[Extracted records]
——

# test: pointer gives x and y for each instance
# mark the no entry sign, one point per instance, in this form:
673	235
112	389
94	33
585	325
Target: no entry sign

——

• What you should do:
Scan the records for lines that hold "instance", and reproduce each one you find.

• Answer for this exercise:
# test: pointer gives x and y for each instance
# mark the no entry sign, one point per instance, in this form:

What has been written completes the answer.